*** LISTED RECORDS Section Begins ***
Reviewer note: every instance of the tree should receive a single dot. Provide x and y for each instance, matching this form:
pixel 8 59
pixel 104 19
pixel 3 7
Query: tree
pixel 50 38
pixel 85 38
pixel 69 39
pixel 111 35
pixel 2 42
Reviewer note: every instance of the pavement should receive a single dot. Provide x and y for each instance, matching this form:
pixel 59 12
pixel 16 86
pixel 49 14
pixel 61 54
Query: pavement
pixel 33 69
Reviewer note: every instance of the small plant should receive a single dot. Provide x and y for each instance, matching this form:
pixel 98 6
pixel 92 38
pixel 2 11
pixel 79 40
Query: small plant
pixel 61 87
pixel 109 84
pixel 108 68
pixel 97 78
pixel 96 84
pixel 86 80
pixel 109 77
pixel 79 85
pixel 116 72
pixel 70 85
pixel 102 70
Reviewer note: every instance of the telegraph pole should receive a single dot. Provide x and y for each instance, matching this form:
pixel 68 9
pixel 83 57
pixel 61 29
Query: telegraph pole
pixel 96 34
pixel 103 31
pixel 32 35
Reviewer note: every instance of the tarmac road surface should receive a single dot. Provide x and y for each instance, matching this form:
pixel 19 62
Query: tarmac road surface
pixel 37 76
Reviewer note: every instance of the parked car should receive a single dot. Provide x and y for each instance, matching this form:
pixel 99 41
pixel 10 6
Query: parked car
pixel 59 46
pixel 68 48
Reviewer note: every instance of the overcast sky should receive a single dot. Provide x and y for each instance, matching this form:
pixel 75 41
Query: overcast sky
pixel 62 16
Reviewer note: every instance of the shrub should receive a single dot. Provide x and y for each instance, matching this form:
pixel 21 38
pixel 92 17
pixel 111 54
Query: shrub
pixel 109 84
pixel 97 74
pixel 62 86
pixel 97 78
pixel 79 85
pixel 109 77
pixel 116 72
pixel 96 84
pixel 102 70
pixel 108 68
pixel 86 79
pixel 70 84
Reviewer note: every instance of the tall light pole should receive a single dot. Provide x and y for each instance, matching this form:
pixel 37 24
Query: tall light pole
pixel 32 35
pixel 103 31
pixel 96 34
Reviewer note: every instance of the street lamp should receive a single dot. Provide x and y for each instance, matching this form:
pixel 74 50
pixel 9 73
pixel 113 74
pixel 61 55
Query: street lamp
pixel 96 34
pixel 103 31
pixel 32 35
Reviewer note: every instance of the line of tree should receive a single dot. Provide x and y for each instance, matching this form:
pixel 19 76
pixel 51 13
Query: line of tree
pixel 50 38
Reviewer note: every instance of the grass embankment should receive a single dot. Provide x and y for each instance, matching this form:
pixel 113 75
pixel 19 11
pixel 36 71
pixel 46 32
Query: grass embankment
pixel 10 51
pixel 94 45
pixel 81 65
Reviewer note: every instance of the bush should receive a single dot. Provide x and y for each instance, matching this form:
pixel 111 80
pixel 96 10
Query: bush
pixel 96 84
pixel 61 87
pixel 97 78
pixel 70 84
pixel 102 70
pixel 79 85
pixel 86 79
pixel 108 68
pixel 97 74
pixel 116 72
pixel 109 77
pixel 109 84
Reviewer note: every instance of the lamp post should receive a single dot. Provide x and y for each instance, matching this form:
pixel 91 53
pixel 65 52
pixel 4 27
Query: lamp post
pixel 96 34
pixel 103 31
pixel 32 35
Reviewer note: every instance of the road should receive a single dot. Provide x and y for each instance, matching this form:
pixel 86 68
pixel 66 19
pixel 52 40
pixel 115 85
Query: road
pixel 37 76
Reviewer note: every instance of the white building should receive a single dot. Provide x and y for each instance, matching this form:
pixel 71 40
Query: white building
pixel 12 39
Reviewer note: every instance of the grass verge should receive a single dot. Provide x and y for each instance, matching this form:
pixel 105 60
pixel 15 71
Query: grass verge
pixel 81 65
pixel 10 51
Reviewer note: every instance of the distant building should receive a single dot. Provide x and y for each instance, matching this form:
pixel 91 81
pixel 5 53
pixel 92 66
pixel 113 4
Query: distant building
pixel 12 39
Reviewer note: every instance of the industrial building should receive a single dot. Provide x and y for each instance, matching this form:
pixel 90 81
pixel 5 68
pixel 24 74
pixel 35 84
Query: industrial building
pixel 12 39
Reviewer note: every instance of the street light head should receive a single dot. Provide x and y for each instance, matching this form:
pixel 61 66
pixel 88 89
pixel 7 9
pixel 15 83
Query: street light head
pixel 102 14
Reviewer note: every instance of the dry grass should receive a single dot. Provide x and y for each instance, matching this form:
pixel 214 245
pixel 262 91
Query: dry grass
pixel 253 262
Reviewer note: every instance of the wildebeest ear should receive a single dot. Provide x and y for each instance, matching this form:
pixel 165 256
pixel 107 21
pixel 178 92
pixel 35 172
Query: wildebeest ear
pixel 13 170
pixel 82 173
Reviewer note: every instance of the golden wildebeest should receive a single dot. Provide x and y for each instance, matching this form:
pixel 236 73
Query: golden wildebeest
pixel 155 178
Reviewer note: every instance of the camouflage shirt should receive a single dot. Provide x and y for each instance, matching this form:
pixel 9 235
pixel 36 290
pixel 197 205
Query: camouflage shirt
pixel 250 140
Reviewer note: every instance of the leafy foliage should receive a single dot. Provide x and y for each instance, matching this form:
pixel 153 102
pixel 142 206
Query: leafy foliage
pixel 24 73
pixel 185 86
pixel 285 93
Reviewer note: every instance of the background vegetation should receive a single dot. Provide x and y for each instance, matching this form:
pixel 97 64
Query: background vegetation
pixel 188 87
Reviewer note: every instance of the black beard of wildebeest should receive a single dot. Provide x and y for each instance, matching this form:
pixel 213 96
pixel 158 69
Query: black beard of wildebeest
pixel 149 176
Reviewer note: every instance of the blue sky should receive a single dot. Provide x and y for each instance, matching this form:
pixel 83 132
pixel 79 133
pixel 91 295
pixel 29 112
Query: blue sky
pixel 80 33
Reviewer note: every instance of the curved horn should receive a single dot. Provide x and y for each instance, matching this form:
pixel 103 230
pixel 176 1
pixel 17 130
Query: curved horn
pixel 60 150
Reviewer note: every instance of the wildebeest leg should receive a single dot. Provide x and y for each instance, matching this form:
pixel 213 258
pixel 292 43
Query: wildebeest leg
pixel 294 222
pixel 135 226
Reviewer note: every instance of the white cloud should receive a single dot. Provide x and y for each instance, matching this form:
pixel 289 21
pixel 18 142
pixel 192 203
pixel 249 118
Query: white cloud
*** LISTED RECORDS Section Ends ***
Across the entries, how many lines contain "cloud"? Reply with the number only.

● **SOLVED PROBLEM**: 2